Please output exactly the run of lines that starts at the line with "Find the weathered" and ends at the last line of the records below.

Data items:
******************************
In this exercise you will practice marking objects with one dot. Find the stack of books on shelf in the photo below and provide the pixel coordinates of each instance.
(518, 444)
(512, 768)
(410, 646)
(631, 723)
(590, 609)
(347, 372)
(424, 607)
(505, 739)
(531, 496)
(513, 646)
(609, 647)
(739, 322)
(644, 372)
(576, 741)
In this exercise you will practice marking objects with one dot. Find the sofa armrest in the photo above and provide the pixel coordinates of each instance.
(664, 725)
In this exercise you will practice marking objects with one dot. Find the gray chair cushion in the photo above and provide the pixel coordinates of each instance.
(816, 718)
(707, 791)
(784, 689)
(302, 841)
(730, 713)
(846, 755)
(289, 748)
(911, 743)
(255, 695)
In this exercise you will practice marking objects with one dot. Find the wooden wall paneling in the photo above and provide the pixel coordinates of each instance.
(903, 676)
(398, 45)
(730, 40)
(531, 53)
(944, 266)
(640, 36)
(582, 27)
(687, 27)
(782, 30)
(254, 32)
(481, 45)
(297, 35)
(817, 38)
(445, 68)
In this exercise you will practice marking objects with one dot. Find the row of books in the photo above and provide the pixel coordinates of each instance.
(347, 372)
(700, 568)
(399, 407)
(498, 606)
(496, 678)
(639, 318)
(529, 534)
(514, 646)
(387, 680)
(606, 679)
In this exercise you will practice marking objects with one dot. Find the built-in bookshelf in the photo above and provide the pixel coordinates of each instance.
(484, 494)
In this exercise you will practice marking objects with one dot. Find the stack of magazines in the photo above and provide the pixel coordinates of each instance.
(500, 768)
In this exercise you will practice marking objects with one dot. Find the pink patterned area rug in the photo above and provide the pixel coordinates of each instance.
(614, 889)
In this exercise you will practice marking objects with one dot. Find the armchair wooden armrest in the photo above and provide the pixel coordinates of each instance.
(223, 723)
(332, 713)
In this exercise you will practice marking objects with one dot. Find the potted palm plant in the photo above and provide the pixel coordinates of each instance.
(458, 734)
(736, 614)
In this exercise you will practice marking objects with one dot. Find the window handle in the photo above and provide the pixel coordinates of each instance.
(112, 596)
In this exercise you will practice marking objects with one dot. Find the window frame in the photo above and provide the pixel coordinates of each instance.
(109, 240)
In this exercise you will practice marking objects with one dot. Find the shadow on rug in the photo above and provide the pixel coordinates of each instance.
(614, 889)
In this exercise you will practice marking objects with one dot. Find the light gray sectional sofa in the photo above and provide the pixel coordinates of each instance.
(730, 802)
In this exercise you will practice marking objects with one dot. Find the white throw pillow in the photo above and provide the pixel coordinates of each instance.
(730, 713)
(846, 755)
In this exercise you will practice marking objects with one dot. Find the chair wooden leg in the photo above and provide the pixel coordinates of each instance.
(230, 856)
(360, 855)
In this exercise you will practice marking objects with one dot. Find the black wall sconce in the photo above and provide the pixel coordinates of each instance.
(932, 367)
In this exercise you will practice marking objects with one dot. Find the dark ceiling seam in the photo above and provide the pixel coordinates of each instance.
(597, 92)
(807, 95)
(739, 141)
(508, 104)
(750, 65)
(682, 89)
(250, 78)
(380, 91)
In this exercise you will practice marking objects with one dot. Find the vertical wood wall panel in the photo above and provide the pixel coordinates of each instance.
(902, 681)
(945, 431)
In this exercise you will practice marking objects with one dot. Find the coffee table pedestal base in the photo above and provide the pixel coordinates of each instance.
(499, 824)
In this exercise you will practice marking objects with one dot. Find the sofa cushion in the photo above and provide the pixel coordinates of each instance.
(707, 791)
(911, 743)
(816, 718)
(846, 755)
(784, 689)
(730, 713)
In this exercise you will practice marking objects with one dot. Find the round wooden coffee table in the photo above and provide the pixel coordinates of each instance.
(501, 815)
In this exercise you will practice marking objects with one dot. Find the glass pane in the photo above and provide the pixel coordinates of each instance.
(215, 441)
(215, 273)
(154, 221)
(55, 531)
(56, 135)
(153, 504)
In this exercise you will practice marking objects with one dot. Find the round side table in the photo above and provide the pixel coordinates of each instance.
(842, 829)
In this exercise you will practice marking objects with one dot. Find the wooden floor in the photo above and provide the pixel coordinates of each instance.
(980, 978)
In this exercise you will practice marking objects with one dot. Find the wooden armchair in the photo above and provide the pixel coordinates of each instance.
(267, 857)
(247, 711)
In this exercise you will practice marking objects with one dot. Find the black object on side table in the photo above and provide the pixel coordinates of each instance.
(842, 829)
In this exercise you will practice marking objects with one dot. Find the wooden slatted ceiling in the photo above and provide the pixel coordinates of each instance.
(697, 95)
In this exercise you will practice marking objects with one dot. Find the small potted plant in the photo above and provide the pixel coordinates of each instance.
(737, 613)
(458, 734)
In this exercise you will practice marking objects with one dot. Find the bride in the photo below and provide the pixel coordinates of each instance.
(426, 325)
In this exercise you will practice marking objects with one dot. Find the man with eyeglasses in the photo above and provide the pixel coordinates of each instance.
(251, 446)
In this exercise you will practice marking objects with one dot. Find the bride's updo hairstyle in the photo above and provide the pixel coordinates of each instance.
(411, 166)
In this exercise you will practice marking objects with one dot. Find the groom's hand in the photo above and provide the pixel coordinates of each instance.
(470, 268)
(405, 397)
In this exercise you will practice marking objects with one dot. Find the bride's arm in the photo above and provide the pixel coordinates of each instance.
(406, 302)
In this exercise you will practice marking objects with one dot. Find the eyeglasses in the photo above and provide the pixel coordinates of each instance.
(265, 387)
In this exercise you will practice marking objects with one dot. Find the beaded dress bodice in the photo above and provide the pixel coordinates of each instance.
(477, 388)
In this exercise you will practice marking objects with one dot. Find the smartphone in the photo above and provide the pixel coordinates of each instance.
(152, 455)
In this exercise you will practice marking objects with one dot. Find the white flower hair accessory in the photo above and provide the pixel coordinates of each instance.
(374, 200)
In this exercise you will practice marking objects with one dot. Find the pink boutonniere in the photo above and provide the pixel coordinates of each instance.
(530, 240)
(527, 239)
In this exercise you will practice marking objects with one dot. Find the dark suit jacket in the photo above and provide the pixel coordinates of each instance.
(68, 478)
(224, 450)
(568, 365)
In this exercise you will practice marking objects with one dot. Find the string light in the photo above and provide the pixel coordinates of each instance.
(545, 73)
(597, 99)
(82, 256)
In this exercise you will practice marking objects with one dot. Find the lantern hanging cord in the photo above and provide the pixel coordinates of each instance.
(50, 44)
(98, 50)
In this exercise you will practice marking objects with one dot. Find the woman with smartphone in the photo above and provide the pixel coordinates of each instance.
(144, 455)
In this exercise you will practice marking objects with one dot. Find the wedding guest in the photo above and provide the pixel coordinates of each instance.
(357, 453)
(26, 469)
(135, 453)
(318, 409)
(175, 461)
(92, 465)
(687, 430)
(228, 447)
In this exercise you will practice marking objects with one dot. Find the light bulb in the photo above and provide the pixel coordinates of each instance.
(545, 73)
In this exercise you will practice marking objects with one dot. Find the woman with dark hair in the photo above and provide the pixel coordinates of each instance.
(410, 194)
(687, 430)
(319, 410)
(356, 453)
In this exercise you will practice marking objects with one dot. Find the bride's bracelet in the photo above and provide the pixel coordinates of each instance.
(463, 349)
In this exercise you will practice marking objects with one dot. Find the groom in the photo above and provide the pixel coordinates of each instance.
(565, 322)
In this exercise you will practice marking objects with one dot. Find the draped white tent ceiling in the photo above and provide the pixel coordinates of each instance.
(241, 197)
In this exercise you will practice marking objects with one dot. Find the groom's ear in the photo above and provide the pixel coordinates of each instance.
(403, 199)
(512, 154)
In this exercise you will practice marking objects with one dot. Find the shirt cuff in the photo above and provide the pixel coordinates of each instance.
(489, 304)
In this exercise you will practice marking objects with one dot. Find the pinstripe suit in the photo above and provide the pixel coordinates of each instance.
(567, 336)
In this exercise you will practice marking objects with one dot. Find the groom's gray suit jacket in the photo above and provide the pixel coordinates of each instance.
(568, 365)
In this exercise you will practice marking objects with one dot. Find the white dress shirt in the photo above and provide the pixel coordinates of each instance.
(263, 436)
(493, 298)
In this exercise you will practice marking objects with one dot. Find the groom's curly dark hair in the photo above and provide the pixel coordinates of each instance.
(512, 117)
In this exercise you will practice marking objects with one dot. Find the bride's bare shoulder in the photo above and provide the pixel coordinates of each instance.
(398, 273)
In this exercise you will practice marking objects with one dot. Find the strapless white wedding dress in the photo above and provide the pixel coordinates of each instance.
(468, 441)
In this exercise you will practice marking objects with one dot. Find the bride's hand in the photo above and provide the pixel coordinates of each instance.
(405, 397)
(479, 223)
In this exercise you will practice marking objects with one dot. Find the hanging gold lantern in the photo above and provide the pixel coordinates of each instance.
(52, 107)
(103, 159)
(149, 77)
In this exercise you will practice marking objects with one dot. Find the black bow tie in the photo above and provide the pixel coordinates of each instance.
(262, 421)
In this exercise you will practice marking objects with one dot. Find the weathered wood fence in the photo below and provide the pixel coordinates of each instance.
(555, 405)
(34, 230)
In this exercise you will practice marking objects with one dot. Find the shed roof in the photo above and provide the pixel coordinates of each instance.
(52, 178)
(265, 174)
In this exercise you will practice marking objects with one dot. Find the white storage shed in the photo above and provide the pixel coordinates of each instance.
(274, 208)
******************************
* _Correct response_
In this exercise you will practice marking objects with one dot. Find the weathered wood fence in the photo below and provide the pixel coordinates of each instance.
(555, 405)
(34, 230)
In this exercise you will practice marking objects with one dot. Find the shed roof in the photo above and provide the pixel coordinates of each instance.
(52, 178)
(265, 174)
In this exercise you will practice marking objects with one dot. Find the white storage shed in the photo above and provide the pixel coordinates of each instance.
(274, 208)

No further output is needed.